== ENTRIES SHOWN

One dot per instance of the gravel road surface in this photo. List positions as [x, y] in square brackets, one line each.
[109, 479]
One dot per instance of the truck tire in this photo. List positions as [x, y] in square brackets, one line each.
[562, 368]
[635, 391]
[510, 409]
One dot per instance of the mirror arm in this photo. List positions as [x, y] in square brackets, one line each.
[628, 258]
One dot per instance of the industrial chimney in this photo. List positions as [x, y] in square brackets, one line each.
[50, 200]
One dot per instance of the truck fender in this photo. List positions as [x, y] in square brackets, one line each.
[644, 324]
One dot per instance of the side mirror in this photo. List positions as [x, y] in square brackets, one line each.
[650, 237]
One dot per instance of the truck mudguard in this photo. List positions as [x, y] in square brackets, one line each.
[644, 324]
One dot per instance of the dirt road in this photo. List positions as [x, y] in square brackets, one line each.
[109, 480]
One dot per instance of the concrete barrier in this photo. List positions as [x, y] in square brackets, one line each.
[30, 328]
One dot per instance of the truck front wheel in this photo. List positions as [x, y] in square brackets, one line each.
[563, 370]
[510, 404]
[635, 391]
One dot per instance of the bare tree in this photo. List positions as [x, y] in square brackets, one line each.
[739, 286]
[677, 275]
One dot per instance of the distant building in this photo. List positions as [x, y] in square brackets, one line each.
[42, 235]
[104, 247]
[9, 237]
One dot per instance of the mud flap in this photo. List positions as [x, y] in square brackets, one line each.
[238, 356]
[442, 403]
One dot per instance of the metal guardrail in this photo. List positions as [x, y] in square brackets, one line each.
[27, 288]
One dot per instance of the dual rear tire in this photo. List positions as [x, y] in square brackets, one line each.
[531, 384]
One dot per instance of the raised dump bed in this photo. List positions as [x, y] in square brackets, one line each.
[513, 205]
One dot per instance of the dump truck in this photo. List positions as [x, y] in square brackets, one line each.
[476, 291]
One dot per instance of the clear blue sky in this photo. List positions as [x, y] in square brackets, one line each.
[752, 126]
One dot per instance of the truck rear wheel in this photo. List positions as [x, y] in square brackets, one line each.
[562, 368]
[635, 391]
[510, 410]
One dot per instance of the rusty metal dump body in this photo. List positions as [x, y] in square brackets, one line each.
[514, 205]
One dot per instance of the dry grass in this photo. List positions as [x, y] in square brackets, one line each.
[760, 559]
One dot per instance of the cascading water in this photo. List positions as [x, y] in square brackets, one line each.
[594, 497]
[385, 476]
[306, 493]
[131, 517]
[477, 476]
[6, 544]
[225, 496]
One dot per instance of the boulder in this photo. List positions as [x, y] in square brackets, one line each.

====

EXERCISE DIRECTIONS: Repeat every entry exactly, please.

REPLY:
One dot per instance of the gravel road surface in this photo. List positions as [x, y] in square brackets, one line each.
[109, 479]
One dot per instance of the truck tire in this photo. List positions as [x, y] in square brackets, one line each.
[562, 368]
[635, 391]
[510, 409]
One dot per instance of the mirror arm in this photo. List positions as [x, y] in square brackets, one line each.
[628, 258]
One dot per instance of the industrial chimney in this photo. List positions as [x, y] in square brackets, one line each.
[50, 200]
One dot per instance of the truck fender in this photo. List positions as [x, y] in square brackets, one line each.
[644, 324]
One dot per instance of the side mirror in this photo. List positions as [x, y] in square brackets, one line each.
[650, 237]
One dot per instance of the truck mudguard in this photo. List positions as [x, y] in square brackets, one line each.
[644, 324]
One dot per instance of the dirt road in this photo. List positions as [x, y] in square brackets, one line each.
[109, 480]
One dot per instance of the concrete barrier in this photo. List positions as [x, y] in square brackets, one line each.
[30, 328]
One dot per instance of the truck front wheel in this photo. List positions as [x, y] in square brackets, one line each.
[563, 370]
[510, 404]
[635, 391]
One dot per instance of the bare tree in this photo. List positions as [x, y] in square brackets, one line each.
[739, 286]
[677, 275]
One dot per instance of the distant building in this photo. List positions as [x, y] in square brackets, one line each.
[42, 235]
[104, 247]
[9, 237]
One dot per instance of the mud flap in this photo. List positions as [x, y] in square brackets, one line each.
[238, 356]
[442, 403]
One dot per instance of the metal guardrail in this photo. List positions as [x, y] in square brackets, one line each.
[27, 288]
One dot per instance of the dual rear tire in this photo. List positions as [x, y] in square brackets, one line each.
[531, 384]
One dot per instance of the raised dump bed in this photo. List positions as [x, y] in square brackets, one line each.
[513, 205]
One dot per instance of the dump truck in this photo. List positions as [x, y] in square brackets, one line each.
[476, 291]
One dot per instance of the clear blue sky in this photo. List positions as [x, y] in square brackets, one line each.
[752, 126]
One dot per instance of the truck rear wheel in this photo. List positions as [x, y] in square brackets, one line each.
[562, 368]
[635, 391]
[510, 410]
One dot per instance of the rusty metal dump body in this photo. List positions as [x, y] in square brackets, one line each.
[514, 205]
One dot per instance of the dry grass in this photo. List positions as [x, y] in square brackets, one line each.
[760, 559]
One dot per instance of the cascading water in this photo. List positions as [x, y] in square brackets, one line each.
[594, 497]
[385, 476]
[306, 493]
[131, 517]
[477, 476]
[6, 544]
[225, 496]
One dot per instance of the boulder in this photo. List positions as [x, y] in square brackets, one line each.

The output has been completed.